THE EXERCISE
Transcribe the passage of the opinion excerpt on the motorcycle search from "The State claims" up to and including "concurring)). We agree.".
START SELECTED EXTRACT
Quite obviously the officer in this case was not making a search incident to Greenwald’s arrest, as the search was made some time after the arrest and at a time that Greenwald was well secured in a police vehicle. As the State points out in its opening brief, citing [810]*810Chimel v. California, 395 U.S. 752 (1969), the authority to search incident to arrest derives from the need to disarm and prevent any evidence from being concealed or destroyed. With Greenwald safely locked away in a police car, there was no conceivable “need” to disarm him or prevent him from concealing or destroying evidence; so we leave this point.

The State claims in its opening brief, page 6, that “[t]he search of the motorcycle was [also justified as] a valid inventory search conducted pursuant to Florida v. Wells, [495 U.S. 1] (1990).” The State quotes pertinent language in the Wells case which tells us that “an inventory search must not be a ruse for general rummaging in order to discover incriminating evidence.” Wells, 495 U.S. at 4. Wells counsels further that the “policy or practice governing inventory searches should be designed to produce an inventory. The individual officer must not be allowed so much latitude that inventory searches are turned into ‘a purposeful and general means of discovering evidence of [a] crime.’” Id. at 4 (quoting Colorado v. Bertine, 479 U.S. 367, 376 (1987) (Blackmun, J., concurring)). We agree.
END SELECTED EXTRACT
START DATASET ENTRIES
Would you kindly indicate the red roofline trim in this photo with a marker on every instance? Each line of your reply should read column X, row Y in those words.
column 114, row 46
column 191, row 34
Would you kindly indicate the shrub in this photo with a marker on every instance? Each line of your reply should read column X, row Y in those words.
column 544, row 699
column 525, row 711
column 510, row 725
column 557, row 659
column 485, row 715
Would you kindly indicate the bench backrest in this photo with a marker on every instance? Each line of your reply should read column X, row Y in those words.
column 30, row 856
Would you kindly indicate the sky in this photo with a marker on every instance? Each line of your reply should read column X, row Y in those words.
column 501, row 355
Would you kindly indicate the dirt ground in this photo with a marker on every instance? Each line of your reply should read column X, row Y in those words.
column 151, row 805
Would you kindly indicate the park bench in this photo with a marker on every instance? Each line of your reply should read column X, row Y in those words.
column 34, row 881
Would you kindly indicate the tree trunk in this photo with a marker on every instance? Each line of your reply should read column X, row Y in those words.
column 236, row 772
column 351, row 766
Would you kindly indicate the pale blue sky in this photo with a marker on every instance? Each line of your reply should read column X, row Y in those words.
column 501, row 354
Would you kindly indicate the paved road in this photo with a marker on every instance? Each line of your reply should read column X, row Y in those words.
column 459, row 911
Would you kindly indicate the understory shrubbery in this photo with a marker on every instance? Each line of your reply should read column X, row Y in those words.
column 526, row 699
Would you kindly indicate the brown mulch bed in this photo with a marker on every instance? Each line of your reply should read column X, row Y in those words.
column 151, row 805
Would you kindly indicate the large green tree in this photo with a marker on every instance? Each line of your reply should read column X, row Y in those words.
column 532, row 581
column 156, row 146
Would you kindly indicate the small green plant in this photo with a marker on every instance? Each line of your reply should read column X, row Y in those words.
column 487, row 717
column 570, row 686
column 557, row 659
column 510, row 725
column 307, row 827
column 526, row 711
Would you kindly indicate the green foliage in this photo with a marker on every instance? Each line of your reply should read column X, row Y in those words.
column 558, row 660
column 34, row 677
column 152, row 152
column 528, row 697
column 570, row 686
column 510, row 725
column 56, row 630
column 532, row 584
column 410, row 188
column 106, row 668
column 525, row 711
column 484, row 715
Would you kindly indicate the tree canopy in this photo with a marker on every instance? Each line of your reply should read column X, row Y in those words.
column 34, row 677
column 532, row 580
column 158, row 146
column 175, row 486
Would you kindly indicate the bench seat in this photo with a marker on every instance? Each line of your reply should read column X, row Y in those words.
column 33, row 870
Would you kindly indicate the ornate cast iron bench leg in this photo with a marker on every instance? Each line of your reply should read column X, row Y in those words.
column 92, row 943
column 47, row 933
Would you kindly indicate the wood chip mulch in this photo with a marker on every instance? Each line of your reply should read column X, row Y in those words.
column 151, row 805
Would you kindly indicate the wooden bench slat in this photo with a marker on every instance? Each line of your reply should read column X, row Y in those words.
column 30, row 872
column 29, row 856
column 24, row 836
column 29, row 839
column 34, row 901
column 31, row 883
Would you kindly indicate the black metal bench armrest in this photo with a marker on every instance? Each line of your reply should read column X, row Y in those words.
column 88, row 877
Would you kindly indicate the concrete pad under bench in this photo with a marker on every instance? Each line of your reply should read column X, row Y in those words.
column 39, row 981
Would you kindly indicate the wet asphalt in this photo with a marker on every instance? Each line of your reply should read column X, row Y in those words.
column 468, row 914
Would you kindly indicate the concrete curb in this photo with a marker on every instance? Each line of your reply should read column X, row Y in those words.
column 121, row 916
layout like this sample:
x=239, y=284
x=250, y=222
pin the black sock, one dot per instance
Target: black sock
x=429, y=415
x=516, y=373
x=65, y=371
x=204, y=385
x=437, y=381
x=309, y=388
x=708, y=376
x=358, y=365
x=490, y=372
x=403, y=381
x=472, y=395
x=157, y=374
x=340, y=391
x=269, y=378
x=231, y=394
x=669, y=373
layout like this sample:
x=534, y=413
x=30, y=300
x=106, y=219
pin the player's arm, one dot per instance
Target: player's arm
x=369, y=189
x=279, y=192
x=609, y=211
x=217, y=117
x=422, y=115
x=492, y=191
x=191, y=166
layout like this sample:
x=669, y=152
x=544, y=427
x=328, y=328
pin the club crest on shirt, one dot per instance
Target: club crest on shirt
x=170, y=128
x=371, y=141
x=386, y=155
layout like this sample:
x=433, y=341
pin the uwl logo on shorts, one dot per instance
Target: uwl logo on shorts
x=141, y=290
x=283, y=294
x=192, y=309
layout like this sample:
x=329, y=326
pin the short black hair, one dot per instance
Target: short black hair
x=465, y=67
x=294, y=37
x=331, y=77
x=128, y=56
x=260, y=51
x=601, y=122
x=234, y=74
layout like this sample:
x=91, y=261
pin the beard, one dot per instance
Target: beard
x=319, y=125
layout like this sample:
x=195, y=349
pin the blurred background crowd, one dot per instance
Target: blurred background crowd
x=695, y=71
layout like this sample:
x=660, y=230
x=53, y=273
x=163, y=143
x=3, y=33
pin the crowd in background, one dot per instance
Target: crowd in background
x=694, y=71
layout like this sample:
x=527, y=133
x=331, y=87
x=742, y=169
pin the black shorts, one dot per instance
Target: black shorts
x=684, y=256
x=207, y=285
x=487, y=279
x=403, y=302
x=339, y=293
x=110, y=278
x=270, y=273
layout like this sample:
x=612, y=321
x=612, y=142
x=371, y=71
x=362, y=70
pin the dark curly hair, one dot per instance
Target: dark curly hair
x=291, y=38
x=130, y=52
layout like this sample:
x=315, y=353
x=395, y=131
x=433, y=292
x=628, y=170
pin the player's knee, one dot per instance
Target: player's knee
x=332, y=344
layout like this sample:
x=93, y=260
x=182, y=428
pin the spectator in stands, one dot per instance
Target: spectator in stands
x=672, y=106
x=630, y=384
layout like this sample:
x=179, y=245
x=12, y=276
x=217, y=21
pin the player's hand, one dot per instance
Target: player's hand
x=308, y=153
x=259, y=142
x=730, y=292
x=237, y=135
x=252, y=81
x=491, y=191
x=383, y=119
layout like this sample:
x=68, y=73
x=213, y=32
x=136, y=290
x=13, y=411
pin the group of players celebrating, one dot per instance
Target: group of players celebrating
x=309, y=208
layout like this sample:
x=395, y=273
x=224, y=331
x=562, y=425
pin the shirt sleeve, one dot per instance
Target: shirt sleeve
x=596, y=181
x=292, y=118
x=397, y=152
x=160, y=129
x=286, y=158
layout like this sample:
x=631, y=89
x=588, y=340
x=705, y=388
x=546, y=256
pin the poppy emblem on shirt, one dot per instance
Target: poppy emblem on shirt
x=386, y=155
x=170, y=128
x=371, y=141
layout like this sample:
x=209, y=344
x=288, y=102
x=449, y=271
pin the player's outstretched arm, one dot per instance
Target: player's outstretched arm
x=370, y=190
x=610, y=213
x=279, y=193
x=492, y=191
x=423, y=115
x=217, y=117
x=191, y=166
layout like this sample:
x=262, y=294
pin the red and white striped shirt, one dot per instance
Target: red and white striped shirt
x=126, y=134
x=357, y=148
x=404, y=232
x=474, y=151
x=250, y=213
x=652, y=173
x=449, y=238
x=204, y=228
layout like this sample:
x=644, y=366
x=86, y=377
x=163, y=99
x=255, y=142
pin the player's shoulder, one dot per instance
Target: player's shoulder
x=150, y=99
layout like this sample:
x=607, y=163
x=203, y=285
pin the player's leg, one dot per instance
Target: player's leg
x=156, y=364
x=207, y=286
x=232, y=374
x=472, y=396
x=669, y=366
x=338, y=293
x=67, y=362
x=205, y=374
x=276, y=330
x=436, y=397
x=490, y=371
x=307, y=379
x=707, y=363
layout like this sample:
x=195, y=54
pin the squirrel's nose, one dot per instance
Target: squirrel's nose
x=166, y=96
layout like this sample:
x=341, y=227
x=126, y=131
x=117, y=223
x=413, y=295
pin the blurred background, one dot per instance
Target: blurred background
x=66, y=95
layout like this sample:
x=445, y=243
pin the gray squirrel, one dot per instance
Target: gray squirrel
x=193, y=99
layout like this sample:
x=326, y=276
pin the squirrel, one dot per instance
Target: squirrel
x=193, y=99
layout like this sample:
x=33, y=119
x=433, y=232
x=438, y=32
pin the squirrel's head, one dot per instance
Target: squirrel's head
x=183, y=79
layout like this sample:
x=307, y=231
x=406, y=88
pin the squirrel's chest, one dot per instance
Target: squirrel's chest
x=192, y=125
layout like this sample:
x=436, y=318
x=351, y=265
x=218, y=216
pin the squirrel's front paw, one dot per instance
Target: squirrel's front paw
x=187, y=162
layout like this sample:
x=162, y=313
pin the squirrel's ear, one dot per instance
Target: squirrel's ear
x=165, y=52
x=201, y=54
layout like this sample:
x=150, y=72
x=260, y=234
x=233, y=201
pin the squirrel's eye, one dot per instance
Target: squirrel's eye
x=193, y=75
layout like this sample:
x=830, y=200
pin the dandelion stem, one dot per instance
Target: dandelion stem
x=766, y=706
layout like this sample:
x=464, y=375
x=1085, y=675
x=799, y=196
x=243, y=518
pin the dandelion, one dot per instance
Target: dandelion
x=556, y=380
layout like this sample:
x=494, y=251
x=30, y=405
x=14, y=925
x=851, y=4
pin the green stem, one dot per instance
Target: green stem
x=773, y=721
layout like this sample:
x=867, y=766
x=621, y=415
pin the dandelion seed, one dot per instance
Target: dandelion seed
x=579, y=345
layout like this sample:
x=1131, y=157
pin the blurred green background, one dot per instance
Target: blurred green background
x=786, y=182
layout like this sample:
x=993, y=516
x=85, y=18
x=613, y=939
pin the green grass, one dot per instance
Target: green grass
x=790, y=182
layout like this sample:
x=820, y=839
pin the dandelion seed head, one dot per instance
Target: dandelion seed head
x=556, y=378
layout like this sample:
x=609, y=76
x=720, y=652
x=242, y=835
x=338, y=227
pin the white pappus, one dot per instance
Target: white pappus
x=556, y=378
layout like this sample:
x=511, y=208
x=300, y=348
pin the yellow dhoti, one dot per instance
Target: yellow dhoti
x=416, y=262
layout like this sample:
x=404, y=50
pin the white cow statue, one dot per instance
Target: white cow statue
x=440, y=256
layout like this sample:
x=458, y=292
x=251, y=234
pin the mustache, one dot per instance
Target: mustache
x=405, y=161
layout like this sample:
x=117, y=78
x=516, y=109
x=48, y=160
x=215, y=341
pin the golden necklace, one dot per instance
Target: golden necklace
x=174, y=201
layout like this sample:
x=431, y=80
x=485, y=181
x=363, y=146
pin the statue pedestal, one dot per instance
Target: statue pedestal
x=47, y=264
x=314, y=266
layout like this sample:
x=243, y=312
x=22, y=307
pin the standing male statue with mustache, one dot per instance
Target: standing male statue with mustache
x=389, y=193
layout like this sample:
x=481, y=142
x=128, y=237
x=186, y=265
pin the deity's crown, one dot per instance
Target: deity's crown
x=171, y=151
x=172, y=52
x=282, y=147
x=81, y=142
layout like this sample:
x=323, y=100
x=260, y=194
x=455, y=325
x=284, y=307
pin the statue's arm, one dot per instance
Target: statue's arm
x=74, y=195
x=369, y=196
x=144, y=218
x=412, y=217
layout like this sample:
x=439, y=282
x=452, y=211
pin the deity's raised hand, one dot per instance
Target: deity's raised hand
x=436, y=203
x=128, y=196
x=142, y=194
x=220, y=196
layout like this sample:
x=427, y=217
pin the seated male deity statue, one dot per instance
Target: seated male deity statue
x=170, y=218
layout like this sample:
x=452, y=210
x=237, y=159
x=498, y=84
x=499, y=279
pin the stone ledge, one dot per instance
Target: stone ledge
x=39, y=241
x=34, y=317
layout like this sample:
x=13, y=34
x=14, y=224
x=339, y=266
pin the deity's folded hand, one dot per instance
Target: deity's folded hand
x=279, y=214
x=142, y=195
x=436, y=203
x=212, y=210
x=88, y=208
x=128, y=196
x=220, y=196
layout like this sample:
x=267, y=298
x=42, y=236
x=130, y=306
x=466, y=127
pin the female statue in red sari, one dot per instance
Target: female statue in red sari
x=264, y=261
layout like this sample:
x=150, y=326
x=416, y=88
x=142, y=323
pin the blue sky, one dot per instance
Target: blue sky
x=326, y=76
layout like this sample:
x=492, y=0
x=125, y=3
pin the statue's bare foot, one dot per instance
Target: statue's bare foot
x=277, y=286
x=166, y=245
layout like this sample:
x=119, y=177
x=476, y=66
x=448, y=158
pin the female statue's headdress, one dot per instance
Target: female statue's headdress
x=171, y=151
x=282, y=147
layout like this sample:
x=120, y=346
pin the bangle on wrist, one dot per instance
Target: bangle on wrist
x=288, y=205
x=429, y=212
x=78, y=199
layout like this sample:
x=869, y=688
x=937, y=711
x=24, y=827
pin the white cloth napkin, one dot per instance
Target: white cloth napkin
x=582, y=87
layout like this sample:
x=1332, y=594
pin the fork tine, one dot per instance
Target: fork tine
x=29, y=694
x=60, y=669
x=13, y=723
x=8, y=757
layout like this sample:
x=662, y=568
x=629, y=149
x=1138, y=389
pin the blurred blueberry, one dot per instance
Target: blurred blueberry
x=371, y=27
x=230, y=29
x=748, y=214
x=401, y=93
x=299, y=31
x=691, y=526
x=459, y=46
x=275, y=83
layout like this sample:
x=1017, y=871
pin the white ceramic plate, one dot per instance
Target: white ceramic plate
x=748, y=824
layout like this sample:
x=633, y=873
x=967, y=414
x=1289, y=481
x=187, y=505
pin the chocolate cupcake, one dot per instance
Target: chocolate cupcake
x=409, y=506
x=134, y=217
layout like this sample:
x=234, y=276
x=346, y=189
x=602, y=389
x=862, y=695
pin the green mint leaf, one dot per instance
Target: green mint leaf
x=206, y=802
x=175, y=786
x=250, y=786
END DATASET ENTRIES
THE COMPLETED TASK
The State claims in its opening brief, page 6, that “[t]he search of the motorcycle was [also justified as] a valid inventory search conducted pursuant to Florida v. Wells, [495 U.S. 1] (1990).” The State quotes pertinent language in the Wells case which tells us that “an inventory search must not be a ruse for general rummaging in order to discover incriminating evidence.” Wells, 495 U.S. at 4. Wells counsels further that the “policy or practice governing inventory searches should be designed to produce an inventory. The individual officer must not be allowed so much latitude that inventory searches are turned into ‘a purposeful and general means of discovering evidence of [a] crime.’” Id. at 4 (quoting Colorado v. Bertine, 479 U.S. 367, 376 (1987) (Blackmun, J., concurring)). We agree.